* Start *

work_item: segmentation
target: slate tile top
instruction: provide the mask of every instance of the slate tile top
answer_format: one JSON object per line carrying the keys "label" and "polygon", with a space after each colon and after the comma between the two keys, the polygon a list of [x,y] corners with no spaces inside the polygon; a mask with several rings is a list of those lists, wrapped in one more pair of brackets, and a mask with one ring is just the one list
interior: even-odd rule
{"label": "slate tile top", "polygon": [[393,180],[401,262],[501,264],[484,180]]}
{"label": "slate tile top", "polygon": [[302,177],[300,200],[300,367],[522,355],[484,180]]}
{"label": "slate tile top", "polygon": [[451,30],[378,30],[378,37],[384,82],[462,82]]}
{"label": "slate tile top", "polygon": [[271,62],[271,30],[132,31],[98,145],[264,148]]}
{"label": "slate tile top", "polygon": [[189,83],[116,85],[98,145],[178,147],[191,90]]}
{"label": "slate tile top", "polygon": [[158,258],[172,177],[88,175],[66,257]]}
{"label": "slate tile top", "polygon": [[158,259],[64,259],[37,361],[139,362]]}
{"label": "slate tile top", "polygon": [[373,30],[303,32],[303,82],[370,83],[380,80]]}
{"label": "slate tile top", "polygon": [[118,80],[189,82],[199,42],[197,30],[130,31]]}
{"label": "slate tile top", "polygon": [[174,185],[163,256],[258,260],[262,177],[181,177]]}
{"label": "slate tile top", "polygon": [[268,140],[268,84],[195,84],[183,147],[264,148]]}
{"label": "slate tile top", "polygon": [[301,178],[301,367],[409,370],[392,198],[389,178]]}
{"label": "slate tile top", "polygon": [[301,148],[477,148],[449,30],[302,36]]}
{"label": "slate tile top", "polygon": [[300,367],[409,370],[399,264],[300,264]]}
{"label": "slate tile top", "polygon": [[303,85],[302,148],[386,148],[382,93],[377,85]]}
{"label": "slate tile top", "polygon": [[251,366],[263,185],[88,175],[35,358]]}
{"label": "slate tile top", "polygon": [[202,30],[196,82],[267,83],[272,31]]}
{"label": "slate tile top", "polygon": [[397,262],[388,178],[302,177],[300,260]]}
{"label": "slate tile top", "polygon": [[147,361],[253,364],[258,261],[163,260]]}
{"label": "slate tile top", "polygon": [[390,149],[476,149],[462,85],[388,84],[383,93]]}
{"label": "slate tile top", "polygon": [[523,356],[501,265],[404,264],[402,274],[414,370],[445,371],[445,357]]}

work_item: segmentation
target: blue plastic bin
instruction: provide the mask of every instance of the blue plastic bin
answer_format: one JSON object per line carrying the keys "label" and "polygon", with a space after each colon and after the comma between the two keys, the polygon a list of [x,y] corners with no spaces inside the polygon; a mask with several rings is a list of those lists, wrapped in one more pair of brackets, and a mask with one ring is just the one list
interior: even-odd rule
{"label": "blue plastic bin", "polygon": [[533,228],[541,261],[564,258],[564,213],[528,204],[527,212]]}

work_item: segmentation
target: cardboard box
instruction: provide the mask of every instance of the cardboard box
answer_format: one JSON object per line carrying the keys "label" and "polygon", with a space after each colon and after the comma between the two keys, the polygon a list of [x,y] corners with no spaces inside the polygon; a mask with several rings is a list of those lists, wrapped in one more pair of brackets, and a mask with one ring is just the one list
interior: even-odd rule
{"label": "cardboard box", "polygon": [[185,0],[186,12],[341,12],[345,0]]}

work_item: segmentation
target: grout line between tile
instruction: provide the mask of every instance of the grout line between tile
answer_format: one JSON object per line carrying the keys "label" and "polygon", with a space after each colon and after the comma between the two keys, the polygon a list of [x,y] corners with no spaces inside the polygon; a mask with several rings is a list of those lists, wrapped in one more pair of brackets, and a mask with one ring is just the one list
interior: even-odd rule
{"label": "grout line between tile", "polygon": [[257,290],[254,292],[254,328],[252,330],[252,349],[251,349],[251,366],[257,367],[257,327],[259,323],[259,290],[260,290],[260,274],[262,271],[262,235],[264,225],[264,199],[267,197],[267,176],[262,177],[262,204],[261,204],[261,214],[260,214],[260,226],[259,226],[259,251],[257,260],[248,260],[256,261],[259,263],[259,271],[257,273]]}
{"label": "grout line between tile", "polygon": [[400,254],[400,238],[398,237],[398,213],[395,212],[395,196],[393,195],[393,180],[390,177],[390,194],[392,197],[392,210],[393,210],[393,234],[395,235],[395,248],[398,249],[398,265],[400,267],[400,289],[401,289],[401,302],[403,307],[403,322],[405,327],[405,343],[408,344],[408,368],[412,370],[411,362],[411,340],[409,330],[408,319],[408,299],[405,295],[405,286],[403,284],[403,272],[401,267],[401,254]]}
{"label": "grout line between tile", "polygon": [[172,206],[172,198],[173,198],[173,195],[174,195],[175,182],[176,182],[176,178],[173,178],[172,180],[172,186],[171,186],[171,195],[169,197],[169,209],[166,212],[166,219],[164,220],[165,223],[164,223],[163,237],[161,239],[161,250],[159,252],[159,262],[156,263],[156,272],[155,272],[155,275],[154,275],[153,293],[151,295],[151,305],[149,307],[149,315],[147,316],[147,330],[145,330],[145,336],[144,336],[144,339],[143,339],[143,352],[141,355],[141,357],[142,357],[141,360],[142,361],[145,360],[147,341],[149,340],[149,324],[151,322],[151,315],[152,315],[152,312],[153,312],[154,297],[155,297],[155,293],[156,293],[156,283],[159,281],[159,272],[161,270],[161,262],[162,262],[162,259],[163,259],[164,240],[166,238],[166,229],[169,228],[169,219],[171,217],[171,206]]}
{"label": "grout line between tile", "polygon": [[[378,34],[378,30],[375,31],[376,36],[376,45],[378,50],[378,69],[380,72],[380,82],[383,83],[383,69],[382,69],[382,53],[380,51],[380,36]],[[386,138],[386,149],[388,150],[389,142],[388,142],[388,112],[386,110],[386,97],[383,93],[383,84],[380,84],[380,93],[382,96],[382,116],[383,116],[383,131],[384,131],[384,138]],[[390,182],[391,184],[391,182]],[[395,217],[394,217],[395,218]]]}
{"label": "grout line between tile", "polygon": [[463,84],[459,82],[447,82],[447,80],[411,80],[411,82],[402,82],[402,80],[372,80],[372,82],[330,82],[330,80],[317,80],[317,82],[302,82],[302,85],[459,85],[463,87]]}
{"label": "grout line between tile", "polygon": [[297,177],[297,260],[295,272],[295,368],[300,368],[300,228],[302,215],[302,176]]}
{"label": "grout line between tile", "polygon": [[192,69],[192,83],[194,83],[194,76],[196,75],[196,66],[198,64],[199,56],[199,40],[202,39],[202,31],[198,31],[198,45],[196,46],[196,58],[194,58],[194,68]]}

* End *

Transcribe all the entries, keeping each one exactly as it is.

*Full response*.
work_item: segmentation
target: slate tile top
instruction: provide the mask of every instance of the slate tile top
answer_format: one JSON object per line carrying the keys "label" and "polygon", with a space after each colon and after the comma between the two keys, the polygon a list of [x,y] corners with no spaces inside the polygon; a mask with several rings is a list of those lists, wrapped in one more pair of brackets, and a mask with one ring is just the one list
interior: even-odd rule
{"label": "slate tile top", "polygon": [[393,180],[401,262],[501,264],[484,180]]}
{"label": "slate tile top", "polygon": [[302,177],[300,200],[300,367],[522,355],[484,180]]}
{"label": "slate tile top", "polygon": [[451,30],[378,30],[378,37],[384,82],[462,82]]}
{"label": "slate tile top", "polygon": [[271,62],[271,30],[132,31],[98,145],[264,148]]}
{"label": "slate tile top", "polygon": [[189,83],[116,85],[98,145],[178,147],[191,90]]}
{"label": "slate tile top", "polygon": [[158,258],[172,177],[88,175],[66,257]]}
{"label": "slate tile top", "polygon": [[158,259],[64,259],[37,361],[139,362]]}
{"label": "slate tile top", "polygon": [[373,30],[303,32],[303,82],[370,83],[380,80]]}
{"label": "slate tile top", "polygon": [[118,80],[189,82],[199,42],[197,30],[130,31]]}
{"label": "slate tile top", "polygon": [[174,185],[163,256],[258,260],[262,177],[181,177]]}
{"label": "slate tile top", "polygon": [[268,140],[268,84],[195,84],[183,147],[264,148]]}
{"label": "slate tile top", "polygon": [[301,178],[301,367],[409,370],[392,198],[389,178]]}
{"label": "slate tile top", "polygon": [[301,148],[477,148],[449,30],[302,36]]}
{"label": "slate tile top", "polygon": [[300,367],[409,370],[399,264],[300,264]]}
{"label": "slate tile top", "polygon": [[303,85],[302,148],[386,148],[382,93],[377,85]]}
{"label": "slate tile top", "polygon": [[251,366],[263,185],[88,175],[35,358]]}
{"label": "slate tile top", "polygon": [[202,30],[196,82],[267,83],[272,31]]}
{"label": "slate tile top", "polygon": [[397,262],[388,178],[302,177],[300,260]]}
{"label": "slate tile top", "polygon": [[147,361],[253,364],[258,261],[163,260]]}
{"label": "slate tile top", "polygon": [[390,149],[476,149],[462,85],[388,84],[383,93]]}
{"label": "slate tile top", "polygon": [[523,356],[501,265],[404,264],[402,274],[414,370],[445,371],[445,357]]}

work_item: segmentation
target: blue plastic bin
instruction: provide the mask of every instance of the blue plastic bin
answer_format: one JSON object per line carrying the keys "label" and "polygon", with a space after each colon and after the comma between the two keys, the polygon a list of [x,y] corners with no spaces inside the polygon; a mask with several rings is a list of those lists, wrapped in one more pair of brackets, and a mask with one ring is just the one list
interior: even-odd rule
{"label": "blue plastic bin", "polygon": [[533,228],[541,261],[564,258],[564,213],[528,204],[527,212]]}

work_item: segmentation
target: cardboard box
instruction: provide the mask of every instance of the cardboard box
answer_format: one JSON object per line carrying the keys "label" and "polygon", with a space after each colon and after the comma between the two keys, the polygon a list of [x,y] corners with no spaces inside the polygon; a mask with several rings is a list of those lists, wrapped in one more pair of brackets, and a mask with one ring is just the one list
interior: even-odd rule
{"label": "cardboard box", "polygon": [[185,0],[186,12],[341,12],[345,0]]}

work_item: segmentation
target: grout line between tile
instruction: provide the mask of every instance of the grout line between tile
answer_format: one JSON object per line carrying the keys "label" and "polygon", with a space after each colon and after the comma between the two keys, the polygon a list of [x,y] corners with no spaces inside the polygon; a mask with several rings is a list of those lists, wrapped in one more pair of brackets, and a mask with one ring is just the one list
interior: even-odd rule
{"label": "grout line between tile", "polygon": [[257,290],[254,292],[254,328],[252,330],[252,349],[251,349],[251,366],[257,367],[257,327],[259,323],[259,290],[260,290],[260,274],[262,271],[262,235],[264,225],[264,199],[267,197],[267,176],[262,177],[262,204],[261,204],[261,214],[260,214],[260,226],[259,226],[259,251],[257,260],[248,260],[256,261],[259,263],[259,271],[257,273]]}
{"label": "grout line between tile", "polygon": [[400,254],[400,238],[398,237],[398,213],[395,212],[395,196],[393,195],[393,180],[390,177],[390,194],[392,197],[392,210],[393,210],[393,234],[395,235],[395,248],[398,249],[398,265],[400,267],[400,289],[401,289],[401,302],[403,307],[403,322],[405,327],[405,343],[408,344],[408,368],[412,370],[411,362],[411,340],[409,330],[408,319],[408,299],[405,295],[405,286],[403,284],[403,272],[401,267],[401,254]]}
{"label": "grout line between tile", "polygon": [[172,206],[172,198],[173,198],[173,195],[174,195],[175,182],[176,182],[176,178],[173,178],[172,180],[172,186],[171,186],[171,195],[169,197],[169,209],[166,212],[166,219],[164,220],[165,223],[164,223],[163,237],[161,239],[161,250],[159,252],[159,262],[156,263],[156,272],[155,272],[155,275],[154,275],[153,293],[151,295],[151,305],[149,307],[149,315],[147,316],[147,330],[145,330],[145,336],[144,336],[144,339],[143,339],[143,352],[141,355],[141,357],[142,357],[141,360],[142,361],[145,360],[147,341],[149,340],[149,324],[151,322],[151,315],[152,315],[152,312],[153,312],[154,297],[155,297],[155,293],[156,293],[156,283],[159,281],[159,272],[161,270],[161,262],[162,262],[162,259],[163,259],[164,240],[166,238],[166,229],[169,228],[169,219],[171,217],[171,206]]}
{"label": "grout line between tile", "polygon": [[[378,34],[378,30],[375,31],[376,36],[376,45],[378,50],[378,69],[380,72],[380,82],[383,83],[383,69],[382,69],[382,53],[380,51],[380,36]],[[386,138],[386,149],[388,150],[389,142],[388,142],[388,112],[386,110],[386,97],[383,93],[383,84],[380,84],[380,93],[382,96],[382,116],[383,116],[383,131],[384,131],[384,138]],[[390,182],[391,184],[391,182]],[[395,217],[394,217],[395,218]]]}
{"label": "grout line between tile", "polygon": [[463,84],[459,82],[447,82],[447,80],[411,80],[411,82],[402,82],[402,80],[372,80],[372,82],[330,82],[330,80],[317,80],[317,82],[302,82],[302,85],[459,85],[463,87]]}
{"label": "grout line between tile", "polygon": [[297,177],[297,260],[295,272],[295,368],[300,368],[300,228],[302,215],[302,176]]}
{"label": "grout line between tile", "polygon": [[192,69],[192,83],[194,83],[194,76],[196,75],[196,66],[198,64],[199,56],[199,40],[202,39],[202,31],[198,31],[198,45],[196,46],[196,58],[194,58],[194,68]]}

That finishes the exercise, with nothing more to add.